§ WHAT YOU WILL DO
Make an exact copy of all the records that follow, apart from the pictures.

________________

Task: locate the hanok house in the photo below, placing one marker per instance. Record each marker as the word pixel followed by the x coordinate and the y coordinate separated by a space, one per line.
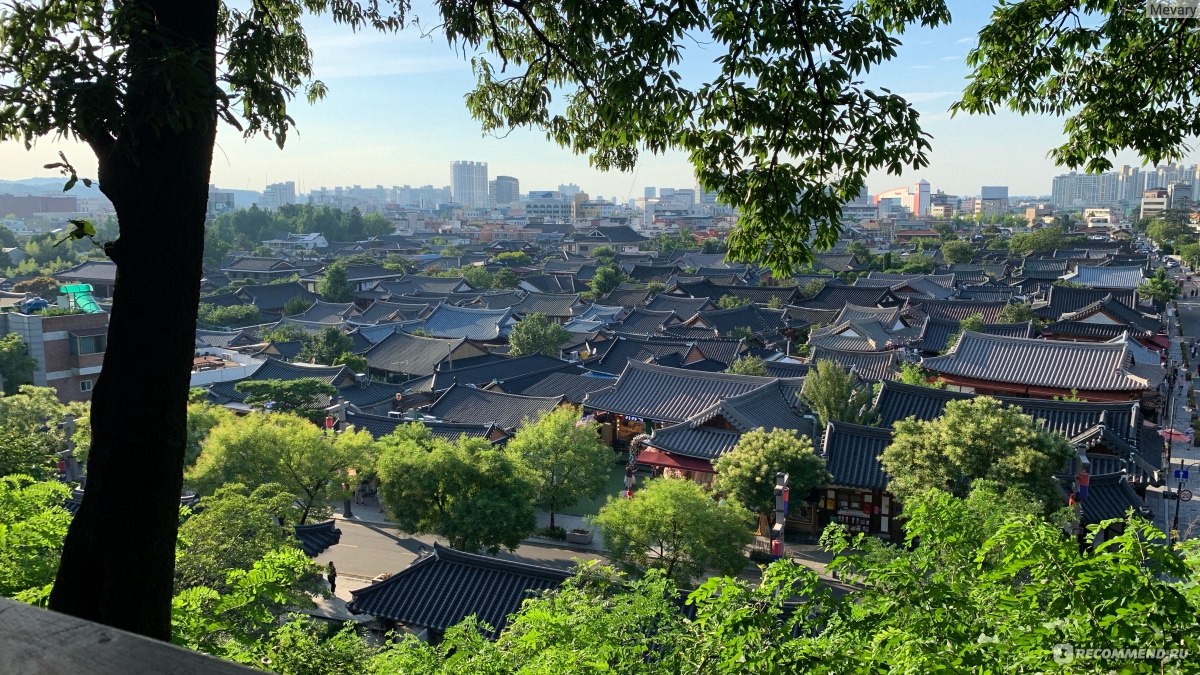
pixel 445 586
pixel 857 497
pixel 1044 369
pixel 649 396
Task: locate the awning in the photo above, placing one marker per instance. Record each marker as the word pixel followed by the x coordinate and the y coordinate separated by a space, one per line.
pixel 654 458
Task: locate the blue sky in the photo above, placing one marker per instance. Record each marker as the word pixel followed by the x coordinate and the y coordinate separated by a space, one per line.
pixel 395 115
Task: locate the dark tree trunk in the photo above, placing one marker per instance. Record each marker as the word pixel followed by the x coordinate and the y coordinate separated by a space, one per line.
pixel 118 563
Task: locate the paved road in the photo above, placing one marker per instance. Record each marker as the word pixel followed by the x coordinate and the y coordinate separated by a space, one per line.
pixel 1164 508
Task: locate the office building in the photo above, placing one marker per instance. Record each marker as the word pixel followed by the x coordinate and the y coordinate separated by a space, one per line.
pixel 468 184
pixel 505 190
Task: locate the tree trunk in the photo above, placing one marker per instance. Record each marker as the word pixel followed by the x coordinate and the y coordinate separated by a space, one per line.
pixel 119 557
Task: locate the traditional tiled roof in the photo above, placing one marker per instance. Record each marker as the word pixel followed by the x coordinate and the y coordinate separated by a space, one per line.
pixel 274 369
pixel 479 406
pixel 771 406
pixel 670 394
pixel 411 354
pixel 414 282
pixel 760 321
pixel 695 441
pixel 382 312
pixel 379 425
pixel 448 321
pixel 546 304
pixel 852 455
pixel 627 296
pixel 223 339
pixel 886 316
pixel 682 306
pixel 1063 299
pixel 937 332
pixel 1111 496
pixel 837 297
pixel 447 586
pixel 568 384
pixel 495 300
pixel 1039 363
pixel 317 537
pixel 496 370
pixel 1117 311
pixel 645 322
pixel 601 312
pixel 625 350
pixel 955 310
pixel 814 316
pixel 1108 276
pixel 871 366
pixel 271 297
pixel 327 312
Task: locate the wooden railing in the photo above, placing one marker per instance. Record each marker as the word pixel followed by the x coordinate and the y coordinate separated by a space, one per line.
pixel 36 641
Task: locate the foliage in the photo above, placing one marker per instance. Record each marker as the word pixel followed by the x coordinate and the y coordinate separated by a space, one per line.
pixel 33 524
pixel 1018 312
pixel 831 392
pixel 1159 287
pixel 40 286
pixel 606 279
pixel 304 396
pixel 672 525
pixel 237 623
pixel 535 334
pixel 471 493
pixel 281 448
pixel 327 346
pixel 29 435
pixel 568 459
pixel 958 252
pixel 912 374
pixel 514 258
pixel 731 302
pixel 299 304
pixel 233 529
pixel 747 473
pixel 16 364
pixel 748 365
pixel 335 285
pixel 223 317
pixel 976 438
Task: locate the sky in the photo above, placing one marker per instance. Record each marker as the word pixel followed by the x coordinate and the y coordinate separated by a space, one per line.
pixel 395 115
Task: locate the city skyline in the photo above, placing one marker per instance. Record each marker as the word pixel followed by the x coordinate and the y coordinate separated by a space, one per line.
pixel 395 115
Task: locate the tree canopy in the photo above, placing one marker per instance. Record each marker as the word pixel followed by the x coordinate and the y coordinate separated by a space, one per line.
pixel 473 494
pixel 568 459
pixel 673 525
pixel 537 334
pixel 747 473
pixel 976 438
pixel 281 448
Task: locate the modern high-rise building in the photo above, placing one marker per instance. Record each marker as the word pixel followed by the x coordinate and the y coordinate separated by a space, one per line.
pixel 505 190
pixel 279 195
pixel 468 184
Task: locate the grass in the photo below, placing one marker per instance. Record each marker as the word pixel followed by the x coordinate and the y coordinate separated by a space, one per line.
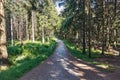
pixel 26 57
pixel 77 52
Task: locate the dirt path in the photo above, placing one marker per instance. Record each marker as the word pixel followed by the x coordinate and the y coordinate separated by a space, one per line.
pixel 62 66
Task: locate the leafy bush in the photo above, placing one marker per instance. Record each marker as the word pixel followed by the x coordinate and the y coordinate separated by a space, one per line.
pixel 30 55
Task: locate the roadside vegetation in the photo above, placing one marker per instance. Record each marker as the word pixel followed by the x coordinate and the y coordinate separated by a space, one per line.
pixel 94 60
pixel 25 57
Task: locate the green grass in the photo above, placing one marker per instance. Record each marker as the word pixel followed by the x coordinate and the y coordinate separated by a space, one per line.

________________

§ ANSWER TO THE EXERCISE
Task: locate the hanok house in the photo below, placing one marker per instance. Record each marker as the word pixel followed by the x coordinate and the y coordinate separated by a space, one per line.
pixel 445 586
pixel 857 497
pixel 1044 369
pixel 649 396
Task: locate the awning in the photo above, placing one marker per instance. Record each marker as the word pixel followed by the x coordinate and the y coordinate separated by a space, one per line.
pixel 654 458
Task: locate the blue sky in the photo above, placing one marker per instance. Record each marker as the word pixel followed by the x coordinate and the y coordinate separated by a space, one per line.
pixel 395 115
Task: locate the dark tree trunk in the photo above, placing one marker per instance. Record each marker as the word pixel followed by the x coordinate and the y coordinate separated by a space, one per line.
pixel 118 563
Task: locate the paved road in the photo above, placing one marker per instance. Record each marker as the word pixel followed by the x coordinate and the y coordinate separated by a space, one per line.
pixel 1164 508
Task: locate the office building in the photo above, placing one marker per instance. Record each marker as the word pixel followed by the x coordinate and the y coordinate separated by a space, one per line.
pixel 468 184
pixel 505 190
Task: locate the tree trunk in the photo above, placing one marker per instance. Record each marker as the word pixel followed by the x coordinate and the y coordinate separated by a space, one per line.
pixel 119 557
Task: locate the traditional tiled roof in the photo above, placing one marker per instance. Record each marker as the word pixel followed by the x coordinate and the y coordinate separated by a space, one per line.
pixel 274 369
pixel 479 406
pixel 771 406
pixel 670 394
pixel 411 354
pixel 414 282
pixel 760 321
pixel 695 441
pixel 382 312
pixel 379 425
pixel 448 321
pixel 546 304
pixel 852 455
pixel 627 296
pixel 223 339
pixel 886 316
pixel 682 306
pixel 1063 299
pixel 937 332
pixel 1111 496
pixel 837 297
pixel 447 586
pixel 568 384
pixel 495 300
pixel 1039 363
pixel 317 537
pixel 496 370
pixel 1117 311
pixel 645 322
pixel 601 312
pixel 625 350
pixel 955 310
pixel 814 316
pixel 1108 276
pixel 871 366
pixel 271 297
pixel 327 312
Task: locate the wooden railing in the photo above, placing one marker per instance. Record each marker as the word pixel followed by the x coordinate and the y coordinate separated by a space, one per line.
pixel 36 641
Task: locate the foliage in the photo above, placing one marker per instance. Record each marker as the word pixel followed by the x coordinate and the y coordinate separated by a space, one per line.
pixel 33 524
pixel 1018 312
pixel 831 392
pixel 1159 287
pixel 40 286
pixel 606 279
pixel 304 396
pixel 672 525
pixel 237 623
pixel 535 334
pixel 471 493
pixel 281 448
pixel 327 346
pixel 29 435
pixel 568 459
pixel 958 252
pixel 912 374
pixel 514 258
pixel 731 302
pixel 299 304
pixel 233 529
pixel 747 473
pixel 16 364
pixel 748 365
pixel 335 285
pixel 223 317
pixel 976 438
Task: locate the sky in the photo above, placing one marker per instance. Record each marker as the word pixel followed by the x coordinate and the y coordinate separated by a space, one per line.
pixel 395 115
Task: locate the city skyline in the photo above, placing one marker per instance. Record each marker as the word pixel followed by the x coordinate and the y coordinate separated by a space, one per line.
pixel 395 115
Task: locate the tree canopy in the photo above, placing one marker per instance. Record each marker as the word pixel followed by the x coordinate and the y coordinate separated by a space, one per line.
pixel 473 494
pixel 568 459
pixel 673 525
pixel 537 334
pixel 747 473
pixel 976 438
pixel 281 448
Task: locate the modern high-rise building in the photo above, placing one marker per instance. Record each marker as the word pixel followed by the x coordinate and the y coordinate separated by a space, one per line.
pixel 505 190
pixel 279 195
pixel 468 184
Task: locate the grass in the photo below, placing one marker per instance. Record each marker as the word pixel followed by the x coordinate and the y coordinate separated by a space, one per line.
pixel 26 57
pixel 77 52
Task: locate the dirt path in the photo above, placing one marker per instance. Record each marker as the word pixel followed by the x coordinate and the y coordinate separated by a space, one per line.
pixel 62 66
Task: locate the leafy bush in the photo above, placing one marker per instance. Record each marker as the word pixel followed by the x coordinate and the y coordinate separated by a space, one per line.
pixel 30 55
Task: locate the roadside vegetation in the photo above, placing one marker per instance. Record each marker as the word pixel followed by the x coordinate and the y coordinate separated by a space, one per line.
pixel 94 60
pixel 25 57
Task: locate the green grass in the photo above, placing one marker per instance. Record each marker as the word pixel followed by the x coordinate and the y coordinate separated by a space, one per line.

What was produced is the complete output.